**What you have to do**
Once you have read the data below, please repeat all of it exactly.

[Region pointing data]

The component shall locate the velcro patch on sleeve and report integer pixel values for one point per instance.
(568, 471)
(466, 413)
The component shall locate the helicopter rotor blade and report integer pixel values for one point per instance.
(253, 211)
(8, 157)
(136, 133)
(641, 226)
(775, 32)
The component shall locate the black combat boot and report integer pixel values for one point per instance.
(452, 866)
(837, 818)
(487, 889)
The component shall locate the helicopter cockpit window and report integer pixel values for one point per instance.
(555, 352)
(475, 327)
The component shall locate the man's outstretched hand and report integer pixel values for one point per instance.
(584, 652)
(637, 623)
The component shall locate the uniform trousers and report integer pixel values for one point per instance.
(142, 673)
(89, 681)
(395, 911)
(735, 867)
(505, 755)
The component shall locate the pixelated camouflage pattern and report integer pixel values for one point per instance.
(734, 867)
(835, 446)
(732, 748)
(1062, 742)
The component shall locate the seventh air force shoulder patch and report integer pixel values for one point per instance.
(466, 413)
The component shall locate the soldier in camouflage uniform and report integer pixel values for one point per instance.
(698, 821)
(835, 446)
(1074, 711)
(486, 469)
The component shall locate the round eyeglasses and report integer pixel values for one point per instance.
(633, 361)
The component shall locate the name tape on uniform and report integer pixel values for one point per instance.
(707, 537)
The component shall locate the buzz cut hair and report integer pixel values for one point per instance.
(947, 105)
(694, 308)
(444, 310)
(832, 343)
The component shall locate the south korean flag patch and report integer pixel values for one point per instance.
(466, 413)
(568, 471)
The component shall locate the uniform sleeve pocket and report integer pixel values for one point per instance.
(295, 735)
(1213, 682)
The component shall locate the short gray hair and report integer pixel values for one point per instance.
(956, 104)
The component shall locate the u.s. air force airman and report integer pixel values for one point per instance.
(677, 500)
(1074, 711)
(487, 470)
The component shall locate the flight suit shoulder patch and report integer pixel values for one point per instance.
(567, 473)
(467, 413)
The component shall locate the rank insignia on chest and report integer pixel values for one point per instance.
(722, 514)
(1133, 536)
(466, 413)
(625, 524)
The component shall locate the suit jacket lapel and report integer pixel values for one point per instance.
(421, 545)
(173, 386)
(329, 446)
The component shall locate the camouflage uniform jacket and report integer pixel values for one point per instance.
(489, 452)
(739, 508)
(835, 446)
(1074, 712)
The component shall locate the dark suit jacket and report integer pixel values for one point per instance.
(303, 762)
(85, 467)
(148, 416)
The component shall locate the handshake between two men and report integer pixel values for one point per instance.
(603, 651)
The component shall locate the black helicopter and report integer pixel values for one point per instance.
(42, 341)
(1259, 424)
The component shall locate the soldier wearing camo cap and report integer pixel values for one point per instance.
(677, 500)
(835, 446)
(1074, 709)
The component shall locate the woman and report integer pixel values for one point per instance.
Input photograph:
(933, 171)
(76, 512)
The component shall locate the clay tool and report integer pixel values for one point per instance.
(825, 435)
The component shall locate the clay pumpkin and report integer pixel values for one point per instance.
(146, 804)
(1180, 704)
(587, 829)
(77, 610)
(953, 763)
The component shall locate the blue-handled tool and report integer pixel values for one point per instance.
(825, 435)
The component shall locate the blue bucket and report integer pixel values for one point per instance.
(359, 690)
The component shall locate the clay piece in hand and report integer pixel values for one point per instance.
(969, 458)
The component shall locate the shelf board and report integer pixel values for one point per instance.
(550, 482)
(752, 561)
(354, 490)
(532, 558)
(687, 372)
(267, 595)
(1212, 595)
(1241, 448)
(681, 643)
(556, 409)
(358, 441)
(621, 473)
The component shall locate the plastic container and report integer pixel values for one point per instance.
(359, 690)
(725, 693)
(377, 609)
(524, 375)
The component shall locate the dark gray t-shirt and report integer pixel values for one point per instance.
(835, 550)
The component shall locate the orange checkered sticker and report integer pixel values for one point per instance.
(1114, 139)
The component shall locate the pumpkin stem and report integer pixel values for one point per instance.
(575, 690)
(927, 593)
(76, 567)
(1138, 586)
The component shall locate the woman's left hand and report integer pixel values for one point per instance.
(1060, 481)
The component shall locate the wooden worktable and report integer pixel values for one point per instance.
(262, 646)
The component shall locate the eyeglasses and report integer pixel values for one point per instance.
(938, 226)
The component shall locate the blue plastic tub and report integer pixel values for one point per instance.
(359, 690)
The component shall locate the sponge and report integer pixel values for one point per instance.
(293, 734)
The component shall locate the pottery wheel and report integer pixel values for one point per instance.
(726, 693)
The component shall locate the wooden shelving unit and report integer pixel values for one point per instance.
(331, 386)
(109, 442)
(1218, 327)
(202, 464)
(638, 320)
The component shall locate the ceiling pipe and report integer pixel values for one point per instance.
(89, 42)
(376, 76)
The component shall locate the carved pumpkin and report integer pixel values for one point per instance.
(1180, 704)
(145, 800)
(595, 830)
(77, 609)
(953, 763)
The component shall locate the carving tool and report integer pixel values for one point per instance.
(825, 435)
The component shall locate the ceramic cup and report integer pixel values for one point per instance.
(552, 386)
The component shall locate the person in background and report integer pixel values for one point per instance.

**Response to the task**
The component shall locate the velcro patch on sleeve and report integer pixel values for one point per instance.
(568, 471)
(466, 413)
The component shall locate the helicopter rotor blade and report integer pixel values for one point per instance.
(253, 211)
(8, 157)
(136, 133)
(641, 226)
(775, 32)
The component shall locate the black combat boot and report integer pixel values for one point per instance.
(452, 866)
(837, 818)
(487, 889)
The component shall locate the helicopter cockpit window and report integer pixel values for one point per instance.
(555, 352)
(475, 327)
The component shall locate the man's outstretched hand and report integer pixel values for one point per instance.
(584, 652)
(637, 623)
The component shall locate the uniform trousers and report integer pixel values for one point per instance.
(142, 673)
(89, 681)
(395, 911)
(735, 867)
(505, 755)
The component shall locate the pixelated camouflage pattern and report integer pixel values for one point per instance.
(734, 867)
(835, 446)
(732, 748)
(1062, 742)
The component shall locate the seventh air force shoulder patch and report integer pixel values for one point per instance.
(466, 413)
The component shall locate the soldier in camouflage uniform and report integer pixel values for one point per instance.
(698, 821)
(835, 446)
(1074, 711)
(486, 469)
The component shall locate the round eyeglasses and report integer pixel values for one point per instance.
(633, 361)
The component shall locate the name tape on uniform and report integer pixel values for one point per instance.
(707, 537)
The component shall locate the buzz cut hair and report integer pixel values for one point per instance.
(947, 105)
(694, 308)
(444, 310)
(832, 343)
The component shall locate the south korean flag patch and report integer pixel values for one point per instance.
(466, 413)
(568, 471)
The component shall locate the uniform sleeve pocket and report integer pixel values for one point per instance.
(295, 735)
(1213, 682)
The component shall locate the short gray hair and report integer pixel values for one point per instance.
(956, 104)
The component shall locate the u.s. air force airman and report integer pixel values for one point per instance.
(677, 500)
(1074, 711)
(487, 470)
The component shall locate the flight suit shoulder patch and report integer pixel values for one point per instance.
(567, 473)
(467, 413)
The component shall locate the rank insignia on chest and report integer pixel values for one point per instance.
(722, 514)
(1133, 536)
(466, 413)
(625, 524)
The component shall locate the suit jacket lapel and report integer pixel values for one point per instance.
(421, 545)
(173, 386)
(329, 446)
The component shall locate the camouflage uniform jacket and report integer pixel values for one point per instance.
(489, 452)
(739, 508)
(835, 446)
(1074, 712)
The component shall locate the dark suit jacket and report integer pixel values for one point per instance.
(303, 762)
(85, 467)
(148, 416)
The component shall locate the handshake between two men and report integer pixel values for one point per instance.
(603, 651)
The component shall locate the black helicopter and report integer pixel values for one point per instance.
(42, 341)
(1259, 424)
The component shall locate the soldier wearing camo cap and report integer pixel values for one point per instance.
(677, 500)
(835, 446)
(1074, 709)
The component shall locate the woman and report integer pixel values for one point per instance.
Input photograph:
(933, 171)
(76, 512)
The component shall locate the clay tool and report integer pixel values for one point per instance.
(825, 435)
The component shall locate the clay pumpkin and report integer pixel values for one point per instance.
(146, 804)
(1180, 704)
(587, 829)
(77, 610)
(953, 763)
The component shall locate the blue-handled tool and report integer pixel values for one point per instance.
(825, 435)
The component shall locate the blue bucket and report integer pixel values for one point per instance.
(359, 690)
The component shall locate the clay piece in hand and report integer pixel values for one point per instance.
(969, 458)
The component shall locate the shelf board and report integer pixel values for one point per instance.
(550, 482)
(752, 561)
(354, 490)
(532, 558)
(687, 372)
(267, 595)
(1212, 595)
(1241, 448)
(681, 643)
(556, 409)
(358, 441)
(621, 473)
The component shall locate the plastic container and report integer pixel values for one point per instance.
(359, 690)
(725, 693)
(377, 609)
(524, 375)
The component shall locate the dark gray t-shirt and report integer pixel values for one point per instance.
(835, 550)
The component shall locate the orange checkered sticker and report integer pixel values for one point per instance.
(1114, 139)
The component shall locate the pumpkin stem and report integer pixel values for one point per instance.
(575, 690)
(927, 593)
(76, 567)
(1138, 586)
The component shall locate the woman's left hand and report integer pixel values for one point per instance.
(1060, 481)
The component shall locate the wooden worktable and report integer pixel values for one point per instance.
(262, 646)
The component shall locate the eyeglasses and report integer pixel values for one point per instance.
(938, 226)
The component shall locate the blue plastic tub and report integer pixel values for one point per instance.
(359, 690)
The component shall locate the sponge and report integer pixel values for one point per instance.
(293, 734)
The component shall locate the pottery wheel and report integer pixel values for one point per instance.
(726, 693)
The component shall locate the wooden shelving unit and report integer pixel values for one point per instance.
(331, 386)
(109, 442)
(1218, 327)
(202, 464)
(638, 320)
The component shall locate the ceiling pipe and report integer pixel values for one point per instance.
(89, 42)
(376, 76)
The component shall locate the carved pumpkin and report integer pixel values for one point per instance.
(1180, 704)
(145, 800)
(595, 830)
(77, 609)
(953, 763)
The component shall locate the carving tool and report integer pixel values for one point per instance.
(825, 435)
The component shall locate the ceramic cup and report integer pixel values for one point per instance.
(552, 386)
The component shall locate the person in background and report integer pixel values for one point per instance.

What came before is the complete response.